AIM OF THE TASK: Reproduce, from the lines below, exactly the stretch that begins at the line containing "Could you point to the eroded" and ends at the line containing "Could you point to the crater", both included.

________________________________________

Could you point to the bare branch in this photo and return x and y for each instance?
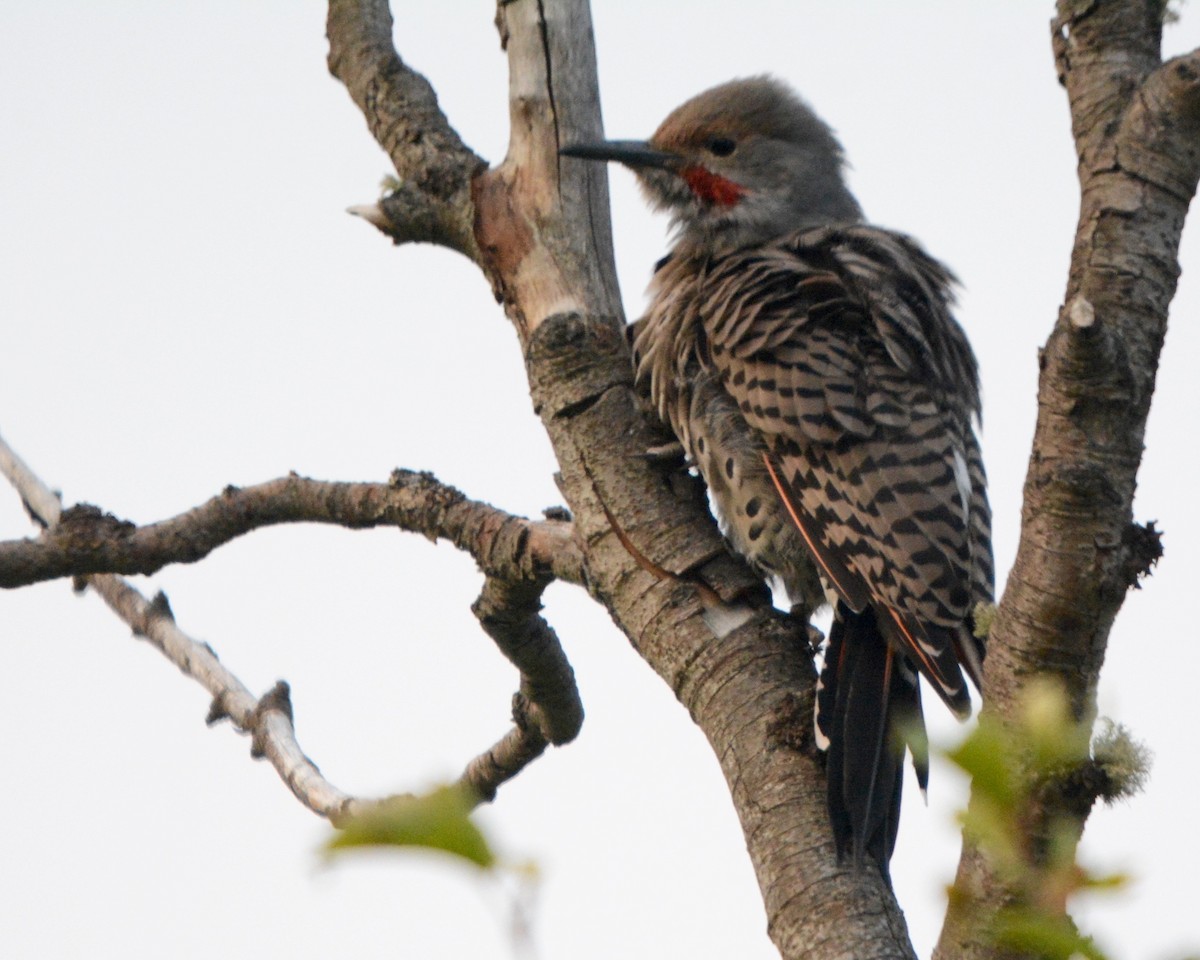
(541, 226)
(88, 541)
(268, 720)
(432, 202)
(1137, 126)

________________________________________

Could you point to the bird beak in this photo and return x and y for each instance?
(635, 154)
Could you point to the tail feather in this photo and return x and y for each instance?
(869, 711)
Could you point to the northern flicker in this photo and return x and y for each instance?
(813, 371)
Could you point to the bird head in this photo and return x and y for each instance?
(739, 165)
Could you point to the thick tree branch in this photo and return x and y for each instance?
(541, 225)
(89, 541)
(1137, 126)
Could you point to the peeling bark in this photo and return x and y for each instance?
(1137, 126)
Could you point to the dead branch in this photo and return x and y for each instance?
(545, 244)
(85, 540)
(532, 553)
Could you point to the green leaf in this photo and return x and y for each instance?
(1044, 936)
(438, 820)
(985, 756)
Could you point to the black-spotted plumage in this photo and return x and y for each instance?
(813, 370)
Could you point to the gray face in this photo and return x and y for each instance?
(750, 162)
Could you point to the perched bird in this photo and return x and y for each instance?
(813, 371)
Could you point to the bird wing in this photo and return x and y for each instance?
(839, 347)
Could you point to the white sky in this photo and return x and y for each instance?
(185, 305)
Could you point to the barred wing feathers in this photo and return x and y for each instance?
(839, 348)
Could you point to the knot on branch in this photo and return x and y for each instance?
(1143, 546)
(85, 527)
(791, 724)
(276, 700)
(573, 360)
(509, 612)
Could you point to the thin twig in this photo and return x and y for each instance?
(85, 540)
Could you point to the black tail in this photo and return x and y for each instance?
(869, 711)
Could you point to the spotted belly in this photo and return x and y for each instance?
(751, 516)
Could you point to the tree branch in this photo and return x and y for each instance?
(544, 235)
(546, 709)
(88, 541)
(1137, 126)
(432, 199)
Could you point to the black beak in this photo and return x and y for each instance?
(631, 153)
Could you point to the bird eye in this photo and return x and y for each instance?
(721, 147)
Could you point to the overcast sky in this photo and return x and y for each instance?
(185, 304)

________________________________________

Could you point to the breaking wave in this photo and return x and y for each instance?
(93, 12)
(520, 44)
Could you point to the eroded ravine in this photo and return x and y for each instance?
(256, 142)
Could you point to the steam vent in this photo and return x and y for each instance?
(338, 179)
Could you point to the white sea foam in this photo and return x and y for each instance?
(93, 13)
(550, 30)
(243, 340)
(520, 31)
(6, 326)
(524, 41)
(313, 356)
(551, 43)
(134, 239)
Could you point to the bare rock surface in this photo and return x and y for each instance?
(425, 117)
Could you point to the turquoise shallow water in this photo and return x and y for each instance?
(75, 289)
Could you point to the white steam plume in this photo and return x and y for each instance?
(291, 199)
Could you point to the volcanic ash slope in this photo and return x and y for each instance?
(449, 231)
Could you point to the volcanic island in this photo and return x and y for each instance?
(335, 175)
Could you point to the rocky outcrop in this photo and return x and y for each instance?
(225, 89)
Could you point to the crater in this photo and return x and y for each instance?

________________________________________

EXPECTED ANSWER:
Could you point to the eroded ravine in this photo and return x and y for each instance?
(256, 142)
Could you point to the steam vent in this photo and return x and y for each instance?
(338, 179)
Could you point to the white sea foam in this photo and return x and y for each instance?
(93, 13)
(550, 30)
(243, 340)
(520, 31)
(6, 326)
(524, 41)
(313, 356)
(551, 43)
(134, 239)
Could you point to the bare rock surface in this photo and return x and y for each instance?
(425, 117)
Could you point to the turquoise shallow water in this photo and return x and y for each instance?
(75, 289)
Could you point to the white steam plume in this photo and return x and y for each instance?
(291, 199)
Could you point to the volcanic ash slope in this photo and return x and y for each instance?
(449, 231)
Could you point to the volcanic island in this photo and return x and y for each instance?
(335, 175)
Could you point to the rocky outcrop in this photo and return x and y for each instance?
(225, 89)
Could you point to the crater in this photo and return x and y for each instance?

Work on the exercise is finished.